Reproduce the stretch of the data below from its first line through the line that contains "point(441, 473)", both ends included, and change nothing.

## begin Records shown

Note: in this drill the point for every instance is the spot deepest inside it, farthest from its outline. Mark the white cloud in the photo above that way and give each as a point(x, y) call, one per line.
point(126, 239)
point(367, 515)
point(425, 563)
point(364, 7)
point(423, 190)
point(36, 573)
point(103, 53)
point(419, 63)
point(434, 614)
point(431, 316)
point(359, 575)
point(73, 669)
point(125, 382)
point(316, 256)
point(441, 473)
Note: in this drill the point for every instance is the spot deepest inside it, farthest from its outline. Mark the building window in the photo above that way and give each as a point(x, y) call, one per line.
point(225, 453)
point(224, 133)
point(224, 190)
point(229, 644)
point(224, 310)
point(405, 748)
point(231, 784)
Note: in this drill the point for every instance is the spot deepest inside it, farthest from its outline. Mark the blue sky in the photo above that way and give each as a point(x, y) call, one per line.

## end Records shown

→ **Solution to this problem**
Note: in this drill the point for every instance is the spot deepest inside it, farthest from its outline. Mark the white cloud in the photo above that way and give each as a point(x, y) call, one per line.
point(126, 239)
point(367, 515)
point(425, 563)
point(364, 7)
point(423, 190)
point(36, 573)
point(103, 53)
point(419, 63)
point(434, 614)
point(431, 316)
point(359, 575)
point(73, 669)
point(125, 382)
point(316, 256)
point(441, 473)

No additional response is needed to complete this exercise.